PASSAGE SHOWN:
────────
# First fly ever tied



## Delesandwich (Dec 30, 2008)

I just picked up a cheep tying kit and some materials off line and tied my first fly today I'd like to get some constructive criticism and pointers


----------



## devil1824 (Sep 4, 2010)

Looks nice. Get that sucker wet!


----------



## Oyster Dog (May 21, 2005)

Our opinions don't matter--it's what the fish think that matters!


----------



## Meadowlark (Jul 19, 2008)

What are you targeting with it? Good work.


----------



## Delesandwich (Dec 30, 2008)

Reds/trout. Fishing the flats down here in POC


----------



## flatscat1 (Jun 2, 2005)

Looks good, better than my first few. Here's my suggestions:

1) trim the tail fibers on both the top and bottom at an angle. A baitfish pattern usually isn't flat on the end, so taper it so that the middle section of the fly's tail is a little longer than the top and bottom.

2) Tie it in a little more towards the hook eye, you shouldn't be tying materials in anywhere past mid hook length (which is measured from the eye to the hook bend) on a streamer type fly. The first material clump is tied in right at the eye and before tying in, clip the butt end at a 45 degree angle so it tapers thin to thick towards the back. Then tie in the next clump ever so slightly behing that, again having cut the butt end at a 45 degree angle.....repeat with all subsequent clumps. This way you will have a smaller head that is narrow at the front (behind the eye) and naturally gets fatter toward the hook bend.
────────
THE RECORDS:
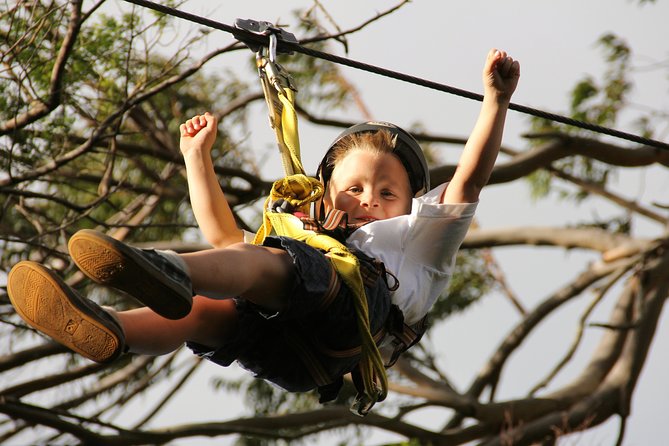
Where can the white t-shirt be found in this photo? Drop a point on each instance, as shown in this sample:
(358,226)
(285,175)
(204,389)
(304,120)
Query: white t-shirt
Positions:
(419,249)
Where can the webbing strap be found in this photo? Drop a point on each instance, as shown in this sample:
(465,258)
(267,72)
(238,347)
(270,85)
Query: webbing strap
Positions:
(279,91)
(296,190)
(300,191)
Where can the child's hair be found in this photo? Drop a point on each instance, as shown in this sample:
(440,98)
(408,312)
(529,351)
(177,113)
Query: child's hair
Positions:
(382,137)
(381,141)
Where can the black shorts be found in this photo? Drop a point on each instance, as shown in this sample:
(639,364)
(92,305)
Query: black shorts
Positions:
(315,340)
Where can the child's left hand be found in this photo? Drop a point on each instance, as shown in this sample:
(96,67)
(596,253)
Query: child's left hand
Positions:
(500,75)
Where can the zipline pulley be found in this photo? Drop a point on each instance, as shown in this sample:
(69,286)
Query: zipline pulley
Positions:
(299,192)
(279,90)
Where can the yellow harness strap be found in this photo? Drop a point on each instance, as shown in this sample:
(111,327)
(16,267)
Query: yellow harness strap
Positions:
(300,191)
(279,91)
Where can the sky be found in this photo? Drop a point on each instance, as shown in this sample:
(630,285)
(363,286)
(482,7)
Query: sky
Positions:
(447,42)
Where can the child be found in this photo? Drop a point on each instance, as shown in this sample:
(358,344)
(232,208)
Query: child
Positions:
(286,293)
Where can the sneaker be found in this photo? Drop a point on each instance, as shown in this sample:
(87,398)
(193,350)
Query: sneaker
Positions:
(50,306)
(145,274)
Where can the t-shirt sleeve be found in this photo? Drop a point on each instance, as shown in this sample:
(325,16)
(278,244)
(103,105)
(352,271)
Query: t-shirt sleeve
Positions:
(436,232)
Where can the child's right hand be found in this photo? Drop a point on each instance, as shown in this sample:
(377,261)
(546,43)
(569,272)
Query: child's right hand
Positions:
(500,75)
(198,133)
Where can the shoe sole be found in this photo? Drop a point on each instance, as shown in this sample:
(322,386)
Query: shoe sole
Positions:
(109,262)
(50,306)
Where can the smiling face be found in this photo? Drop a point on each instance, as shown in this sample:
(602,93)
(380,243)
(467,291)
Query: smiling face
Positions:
(369,185)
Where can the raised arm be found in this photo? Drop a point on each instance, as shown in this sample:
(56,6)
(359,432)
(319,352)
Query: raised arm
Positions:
(500,77)
(211,208)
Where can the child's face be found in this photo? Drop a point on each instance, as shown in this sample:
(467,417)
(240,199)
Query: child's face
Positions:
(369,186)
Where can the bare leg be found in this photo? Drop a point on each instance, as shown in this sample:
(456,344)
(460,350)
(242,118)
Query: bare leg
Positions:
(260,274)
(210,323)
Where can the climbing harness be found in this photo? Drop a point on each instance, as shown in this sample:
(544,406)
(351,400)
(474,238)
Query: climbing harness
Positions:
(296,192)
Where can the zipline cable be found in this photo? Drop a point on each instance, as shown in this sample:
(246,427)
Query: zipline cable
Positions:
(284,46)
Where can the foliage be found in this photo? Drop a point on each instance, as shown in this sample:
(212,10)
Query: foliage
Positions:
(90,104)
(593,102)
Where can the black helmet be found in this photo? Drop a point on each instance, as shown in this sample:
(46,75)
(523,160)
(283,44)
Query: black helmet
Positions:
(407,150)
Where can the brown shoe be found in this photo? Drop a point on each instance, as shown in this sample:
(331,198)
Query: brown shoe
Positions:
(145,274)
(49,305)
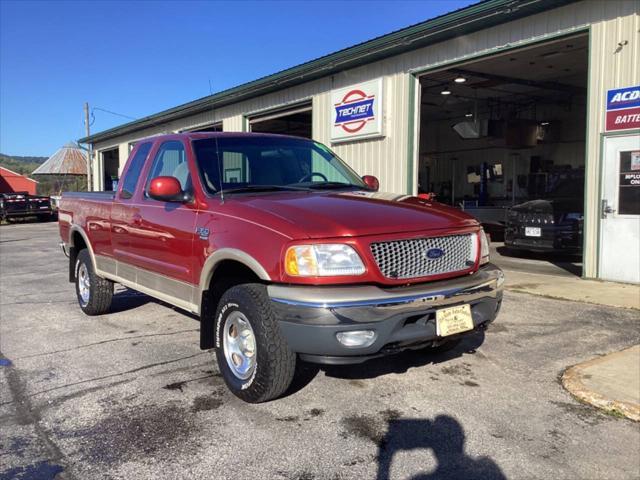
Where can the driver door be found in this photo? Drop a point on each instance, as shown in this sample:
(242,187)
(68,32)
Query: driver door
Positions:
(163,233)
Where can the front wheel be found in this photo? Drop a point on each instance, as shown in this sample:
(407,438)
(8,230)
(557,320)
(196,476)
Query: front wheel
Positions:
(253,356)
(94,292)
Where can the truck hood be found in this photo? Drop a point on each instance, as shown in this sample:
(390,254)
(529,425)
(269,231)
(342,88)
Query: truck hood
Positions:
(345,214)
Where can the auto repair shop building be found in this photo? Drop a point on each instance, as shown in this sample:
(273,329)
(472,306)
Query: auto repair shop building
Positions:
(490,106)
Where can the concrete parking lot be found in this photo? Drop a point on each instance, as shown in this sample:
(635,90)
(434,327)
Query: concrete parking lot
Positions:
(130,395)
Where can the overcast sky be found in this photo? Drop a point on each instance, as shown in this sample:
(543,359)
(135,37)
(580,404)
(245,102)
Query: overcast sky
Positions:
(137,58)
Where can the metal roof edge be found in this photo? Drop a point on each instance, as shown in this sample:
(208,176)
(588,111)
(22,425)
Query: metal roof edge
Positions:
(19,174)
(480,15)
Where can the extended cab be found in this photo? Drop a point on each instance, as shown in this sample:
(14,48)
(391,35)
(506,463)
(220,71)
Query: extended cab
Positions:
(284,252)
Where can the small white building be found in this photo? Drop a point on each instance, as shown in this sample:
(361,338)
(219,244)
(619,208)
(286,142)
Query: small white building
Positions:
(488,106)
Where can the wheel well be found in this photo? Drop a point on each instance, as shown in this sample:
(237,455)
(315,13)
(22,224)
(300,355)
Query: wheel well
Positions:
(227,274)
(77,245)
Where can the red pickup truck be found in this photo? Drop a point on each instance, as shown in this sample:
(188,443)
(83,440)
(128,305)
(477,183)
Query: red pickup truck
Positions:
(284,252)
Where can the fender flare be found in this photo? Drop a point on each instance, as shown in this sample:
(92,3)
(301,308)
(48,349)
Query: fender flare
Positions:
(78,229)
(213,260)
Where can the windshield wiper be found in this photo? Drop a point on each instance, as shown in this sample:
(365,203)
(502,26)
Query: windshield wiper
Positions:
(263,188)
(329,185)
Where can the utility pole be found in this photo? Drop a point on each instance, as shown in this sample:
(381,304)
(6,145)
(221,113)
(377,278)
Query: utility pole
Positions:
(89,153)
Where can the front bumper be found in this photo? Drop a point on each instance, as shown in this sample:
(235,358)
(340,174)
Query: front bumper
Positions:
(402,317)
(557,238)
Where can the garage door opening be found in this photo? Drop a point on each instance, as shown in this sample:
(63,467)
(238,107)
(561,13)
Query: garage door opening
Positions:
(297,122)
(110,166)
(503,138)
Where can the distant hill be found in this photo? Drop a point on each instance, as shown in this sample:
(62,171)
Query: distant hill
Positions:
(22,165)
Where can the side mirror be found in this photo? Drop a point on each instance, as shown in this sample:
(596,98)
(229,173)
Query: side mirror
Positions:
(166,189)
(371,182)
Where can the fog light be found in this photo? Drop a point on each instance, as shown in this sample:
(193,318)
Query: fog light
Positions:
(357,338)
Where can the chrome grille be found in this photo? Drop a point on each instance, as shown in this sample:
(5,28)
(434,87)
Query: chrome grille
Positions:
(408,258)
(535,218)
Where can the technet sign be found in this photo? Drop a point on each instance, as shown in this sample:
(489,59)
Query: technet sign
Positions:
(356,111)
(623,108)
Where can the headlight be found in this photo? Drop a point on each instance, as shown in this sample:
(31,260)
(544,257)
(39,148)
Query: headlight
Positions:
(484,248)
(322,260)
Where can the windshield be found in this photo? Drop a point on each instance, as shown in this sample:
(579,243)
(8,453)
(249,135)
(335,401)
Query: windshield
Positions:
(246,163)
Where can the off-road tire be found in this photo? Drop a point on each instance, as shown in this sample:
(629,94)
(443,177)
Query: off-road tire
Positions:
(100,290)
(275,362)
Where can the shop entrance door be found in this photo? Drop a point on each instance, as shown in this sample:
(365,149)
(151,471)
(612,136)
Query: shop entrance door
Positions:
(620,210)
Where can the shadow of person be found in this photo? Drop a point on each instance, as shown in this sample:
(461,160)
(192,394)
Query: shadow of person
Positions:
(445,437)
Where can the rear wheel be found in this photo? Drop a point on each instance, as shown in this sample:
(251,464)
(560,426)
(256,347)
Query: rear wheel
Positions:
(253,356)
(94,292)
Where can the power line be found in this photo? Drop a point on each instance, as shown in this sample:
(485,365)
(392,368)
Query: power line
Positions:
(113,113)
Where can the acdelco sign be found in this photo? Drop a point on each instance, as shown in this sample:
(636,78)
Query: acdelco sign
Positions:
(623,108)
(356,111)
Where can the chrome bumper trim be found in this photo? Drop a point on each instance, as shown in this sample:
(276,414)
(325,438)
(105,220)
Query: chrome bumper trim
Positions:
(485,282)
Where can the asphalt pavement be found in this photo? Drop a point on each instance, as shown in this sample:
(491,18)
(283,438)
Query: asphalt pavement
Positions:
(130,395)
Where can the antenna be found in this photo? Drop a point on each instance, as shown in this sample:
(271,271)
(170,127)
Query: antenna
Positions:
(219,168)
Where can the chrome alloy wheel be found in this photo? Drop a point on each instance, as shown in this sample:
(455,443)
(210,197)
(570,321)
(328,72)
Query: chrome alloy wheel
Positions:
(239,344)
(84,284)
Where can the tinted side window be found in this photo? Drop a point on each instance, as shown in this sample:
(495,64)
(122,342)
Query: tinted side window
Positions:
(133,172)
(171,161)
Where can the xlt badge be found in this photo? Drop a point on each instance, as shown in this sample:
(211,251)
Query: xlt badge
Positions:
(203,233)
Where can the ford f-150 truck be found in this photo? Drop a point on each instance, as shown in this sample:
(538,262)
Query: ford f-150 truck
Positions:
(284,252)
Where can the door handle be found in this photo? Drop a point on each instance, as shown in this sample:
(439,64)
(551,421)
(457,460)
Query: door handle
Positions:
(606,209)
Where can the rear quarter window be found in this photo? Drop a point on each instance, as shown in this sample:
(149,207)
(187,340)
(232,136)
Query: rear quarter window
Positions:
(133,172)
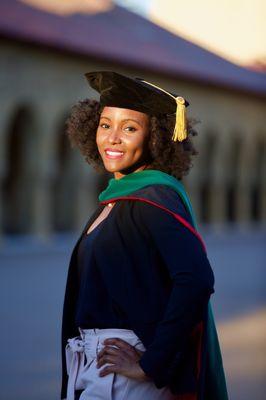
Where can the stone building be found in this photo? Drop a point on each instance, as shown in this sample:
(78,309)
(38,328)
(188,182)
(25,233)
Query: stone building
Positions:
(47,187)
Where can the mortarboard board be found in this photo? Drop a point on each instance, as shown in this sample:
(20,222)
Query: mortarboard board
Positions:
(117,90)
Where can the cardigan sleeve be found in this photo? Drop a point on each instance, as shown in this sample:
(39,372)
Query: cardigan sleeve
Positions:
(192,284)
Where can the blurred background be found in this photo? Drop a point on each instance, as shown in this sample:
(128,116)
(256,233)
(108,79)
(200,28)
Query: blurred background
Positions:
(212,53)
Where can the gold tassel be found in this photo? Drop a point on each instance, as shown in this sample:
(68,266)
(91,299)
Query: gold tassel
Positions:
(180,131)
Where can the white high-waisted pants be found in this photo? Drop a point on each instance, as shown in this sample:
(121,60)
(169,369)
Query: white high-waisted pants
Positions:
(112,386)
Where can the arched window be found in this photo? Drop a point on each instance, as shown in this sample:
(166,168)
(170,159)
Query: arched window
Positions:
(63,194)
(17,199)
(234,159)
(207,163)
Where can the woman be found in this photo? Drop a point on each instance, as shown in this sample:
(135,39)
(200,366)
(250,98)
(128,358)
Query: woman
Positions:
(137,323)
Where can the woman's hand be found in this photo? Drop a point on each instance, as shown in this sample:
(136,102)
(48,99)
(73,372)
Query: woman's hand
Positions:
(124,359)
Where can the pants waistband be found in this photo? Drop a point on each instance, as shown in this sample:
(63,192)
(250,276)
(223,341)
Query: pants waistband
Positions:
(102,332)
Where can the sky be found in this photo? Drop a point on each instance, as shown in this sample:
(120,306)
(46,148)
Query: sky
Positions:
(234,29)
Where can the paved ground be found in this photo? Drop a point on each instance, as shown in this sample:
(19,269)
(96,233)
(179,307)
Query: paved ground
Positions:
(32,287)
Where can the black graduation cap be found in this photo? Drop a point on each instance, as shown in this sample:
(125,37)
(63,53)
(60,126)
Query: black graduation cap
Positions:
(117,90)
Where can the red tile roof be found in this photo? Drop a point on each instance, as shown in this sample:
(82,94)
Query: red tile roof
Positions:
(126,38)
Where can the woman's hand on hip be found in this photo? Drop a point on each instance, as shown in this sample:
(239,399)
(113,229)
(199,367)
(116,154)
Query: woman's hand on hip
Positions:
(124,359)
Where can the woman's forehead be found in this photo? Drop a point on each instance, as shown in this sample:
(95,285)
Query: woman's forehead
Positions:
(117,112)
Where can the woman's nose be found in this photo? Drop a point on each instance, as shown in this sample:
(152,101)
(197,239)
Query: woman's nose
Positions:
(114,136)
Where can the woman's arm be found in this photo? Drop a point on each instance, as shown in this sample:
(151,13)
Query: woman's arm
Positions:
(193,281)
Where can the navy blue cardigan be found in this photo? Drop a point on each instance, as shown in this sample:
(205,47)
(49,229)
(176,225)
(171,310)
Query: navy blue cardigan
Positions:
(158,272)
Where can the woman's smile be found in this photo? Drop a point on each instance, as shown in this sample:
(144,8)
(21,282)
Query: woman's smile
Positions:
(113,154)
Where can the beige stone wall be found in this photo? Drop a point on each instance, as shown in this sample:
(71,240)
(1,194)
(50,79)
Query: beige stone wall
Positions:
(46,186)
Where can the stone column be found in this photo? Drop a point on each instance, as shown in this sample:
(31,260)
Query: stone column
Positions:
(6,112)
(247,175)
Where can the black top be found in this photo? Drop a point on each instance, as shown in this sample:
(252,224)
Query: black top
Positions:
(95,307)
(149,264)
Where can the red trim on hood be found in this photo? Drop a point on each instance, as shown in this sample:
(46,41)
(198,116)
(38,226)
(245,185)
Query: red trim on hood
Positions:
(176,216)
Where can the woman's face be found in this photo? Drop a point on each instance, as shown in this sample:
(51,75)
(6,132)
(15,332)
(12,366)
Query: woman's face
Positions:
(122,139)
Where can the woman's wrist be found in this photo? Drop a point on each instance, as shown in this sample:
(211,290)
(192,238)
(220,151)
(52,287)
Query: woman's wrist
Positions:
(143,375)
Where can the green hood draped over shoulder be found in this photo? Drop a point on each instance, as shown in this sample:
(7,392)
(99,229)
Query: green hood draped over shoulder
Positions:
(137,180)
(215,377)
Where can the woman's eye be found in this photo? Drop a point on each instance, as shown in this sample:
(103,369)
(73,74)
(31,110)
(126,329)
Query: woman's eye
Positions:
(131,129)
(105,126)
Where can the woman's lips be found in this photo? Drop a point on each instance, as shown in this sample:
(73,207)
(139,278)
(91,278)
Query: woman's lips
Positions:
(112,154)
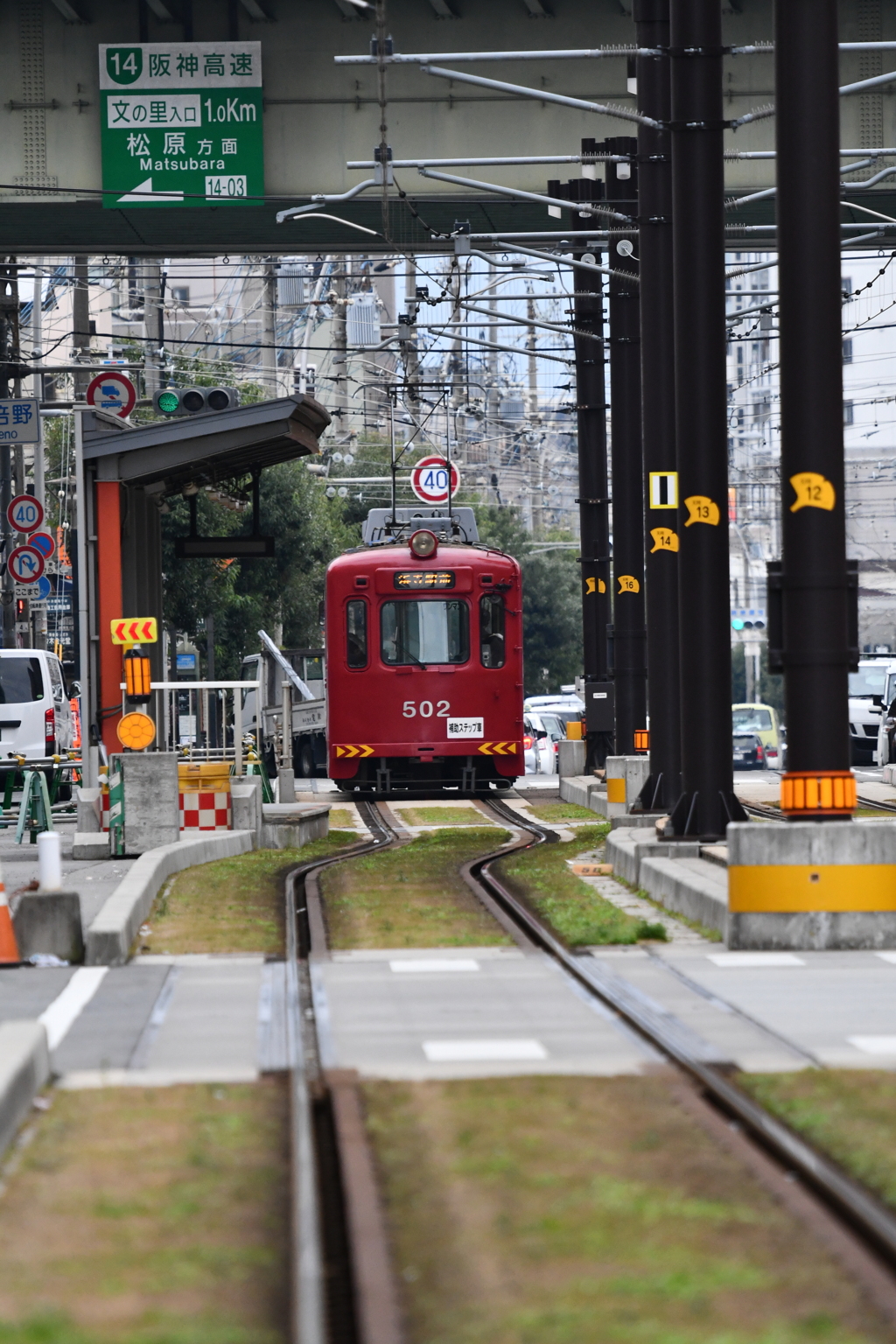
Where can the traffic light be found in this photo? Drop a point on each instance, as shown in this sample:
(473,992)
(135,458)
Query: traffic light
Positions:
(137,676)
(193,401)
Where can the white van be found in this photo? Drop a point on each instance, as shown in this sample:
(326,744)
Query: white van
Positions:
(35,714)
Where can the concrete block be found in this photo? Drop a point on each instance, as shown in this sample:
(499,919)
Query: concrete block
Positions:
(586,792)
(115,929)
(763,843)
(690,887)
(89,809)
(813,885)
(570,757)
(24,1068)
(626,777)
(290,825)
(90,844)
(246,802)
(50,922)
(150,800)
(629,845)
(813,930)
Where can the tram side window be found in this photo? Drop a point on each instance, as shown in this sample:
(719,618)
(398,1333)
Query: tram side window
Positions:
(492,631)
(356,634)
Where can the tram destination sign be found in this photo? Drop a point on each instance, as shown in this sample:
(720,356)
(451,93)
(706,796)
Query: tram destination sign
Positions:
(182,124)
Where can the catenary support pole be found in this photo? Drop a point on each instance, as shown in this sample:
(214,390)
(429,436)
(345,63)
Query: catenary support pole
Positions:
(629,652)
(659,411)
(813,579)
(707,802)
(594,504)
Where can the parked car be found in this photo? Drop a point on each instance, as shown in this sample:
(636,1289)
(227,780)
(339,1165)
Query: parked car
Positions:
(35,714)
(763,721)
(748,752)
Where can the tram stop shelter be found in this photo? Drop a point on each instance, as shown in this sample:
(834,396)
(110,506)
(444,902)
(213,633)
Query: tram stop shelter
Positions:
(125,474)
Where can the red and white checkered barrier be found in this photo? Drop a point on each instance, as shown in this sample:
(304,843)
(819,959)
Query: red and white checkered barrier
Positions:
(206,810)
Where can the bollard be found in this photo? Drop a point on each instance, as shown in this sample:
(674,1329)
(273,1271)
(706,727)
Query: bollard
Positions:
(50,860)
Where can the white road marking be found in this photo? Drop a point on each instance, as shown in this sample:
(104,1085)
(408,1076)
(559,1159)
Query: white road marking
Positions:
(754,958)
(67,1005)
(456,1051)
(873,1045)
(434,965)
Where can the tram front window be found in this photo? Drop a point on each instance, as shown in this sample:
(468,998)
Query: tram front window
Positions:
(424,632)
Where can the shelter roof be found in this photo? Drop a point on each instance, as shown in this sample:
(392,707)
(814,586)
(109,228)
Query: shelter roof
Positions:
(206,448)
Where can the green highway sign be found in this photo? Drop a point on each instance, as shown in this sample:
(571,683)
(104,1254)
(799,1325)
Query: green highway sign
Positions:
(182,124)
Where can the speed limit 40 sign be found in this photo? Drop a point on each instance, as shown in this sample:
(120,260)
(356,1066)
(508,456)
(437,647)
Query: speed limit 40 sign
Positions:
(24,514)
(430,480)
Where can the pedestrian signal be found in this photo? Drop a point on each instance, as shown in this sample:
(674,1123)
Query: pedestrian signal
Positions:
(193,401)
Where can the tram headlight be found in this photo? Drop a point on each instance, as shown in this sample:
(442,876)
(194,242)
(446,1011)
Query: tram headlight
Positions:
(424,544)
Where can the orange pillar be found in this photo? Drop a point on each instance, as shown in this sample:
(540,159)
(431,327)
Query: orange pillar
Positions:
(110,609)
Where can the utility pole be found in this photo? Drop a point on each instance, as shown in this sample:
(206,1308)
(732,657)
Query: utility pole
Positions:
(269,326)
(80,321)
(707,802)
(629,634)
(340,348)
(409,344)
(39,619)
(153,323)
(813,589)
(594,511)
(659,410)
(8,355)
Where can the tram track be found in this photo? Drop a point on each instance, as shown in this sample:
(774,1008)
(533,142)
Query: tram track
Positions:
(853,1206)
(343,1289)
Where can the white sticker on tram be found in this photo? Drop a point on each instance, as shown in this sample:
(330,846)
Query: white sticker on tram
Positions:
(465,727)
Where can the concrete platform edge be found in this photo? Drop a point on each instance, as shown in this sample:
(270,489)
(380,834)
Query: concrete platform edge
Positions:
(109,937)
(680,886)
(24,1068)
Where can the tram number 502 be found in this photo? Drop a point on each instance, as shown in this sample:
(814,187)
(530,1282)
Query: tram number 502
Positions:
(424,709)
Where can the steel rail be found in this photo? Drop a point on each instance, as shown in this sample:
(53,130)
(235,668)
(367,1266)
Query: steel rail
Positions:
(852,1201)
(308,1309)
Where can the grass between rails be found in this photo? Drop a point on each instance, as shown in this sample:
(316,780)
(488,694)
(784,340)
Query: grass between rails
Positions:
(848,1113)
(413,895)
(231,905)
(150,1216)
(590,1211)
(574,909)
(442,816)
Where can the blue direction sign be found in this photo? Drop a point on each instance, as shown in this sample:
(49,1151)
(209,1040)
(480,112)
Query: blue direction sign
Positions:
(19,421)
(25,564)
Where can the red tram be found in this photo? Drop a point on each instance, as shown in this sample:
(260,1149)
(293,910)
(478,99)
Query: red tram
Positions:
(424,666)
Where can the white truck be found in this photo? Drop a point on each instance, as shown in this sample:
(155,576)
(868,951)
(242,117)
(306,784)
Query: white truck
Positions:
(868,709)
(291,680)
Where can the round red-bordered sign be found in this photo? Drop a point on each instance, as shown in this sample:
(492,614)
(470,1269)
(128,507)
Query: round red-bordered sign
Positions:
────────
WHAT YOU WILL DO:
A - From the fly-tying thread, extract the passage starting at "1) trim the" and ending at "top and bottom.".
B - In the records, starting at the line containing "Where can the steel" and ending at the end of the records, replace "instance" with "occurrence" and give back only those lines, otherwise unchanged.
The fly-tying thread and the records are unrelated material.

FULL ANSWERS:
A -
1) trim the tail fibers on both the top and bottom at an angle. A baitfish pattern usually isn't flat on the end, so taper it so that the middle section of the fly's tail is a little longer than the top and bottom.

B -
Where can the steel rail be found in this photo? Drop a point on each occurrence, as shown in this sample:
(53,130)
(235,668)
(367,1266)
Query: steel rail
Positions:
(852,1201)
(308,1309)
Where can the grass between rails be found in this photo? Drop a point on each occurrence, as shown in this sample:
(316,780)
(488,694)
(784,340)
Query: grass between rails
Positions:
(848,1113)
(413,895)
(231,905)
(150,1216)
(590,1211)
(574,909)
(442,816)
Where can the blue direction sign be found in this photo? Drop a point on each occurrence, as shown in this sample:
(49,1151)
(209,1040)
(480,112)
Query: blue direction sign
Positions:
(19,421)
(25,564)
Where can the red tram be found in this photo? Drop a point on each occurrence, as shown in this sample:
(260,1149)
(293,910)
(478,99)
Query: red tram
Positions:
(424,666)
Where can the white truck be found in this photo? Drop a point on each occurrence, as shown in this sample:
(155,576)
(868,951)
(242,117)
(306,784)
Query: white truck
Positions:
(868,709)
(291,680)
Where can the round red-bordered sign be found in this photo? Drop a point on each occurrence, as shown in this sample:
(492,614)
(470,1269)
(128,507)
Query: round red-bordered sign
Positions:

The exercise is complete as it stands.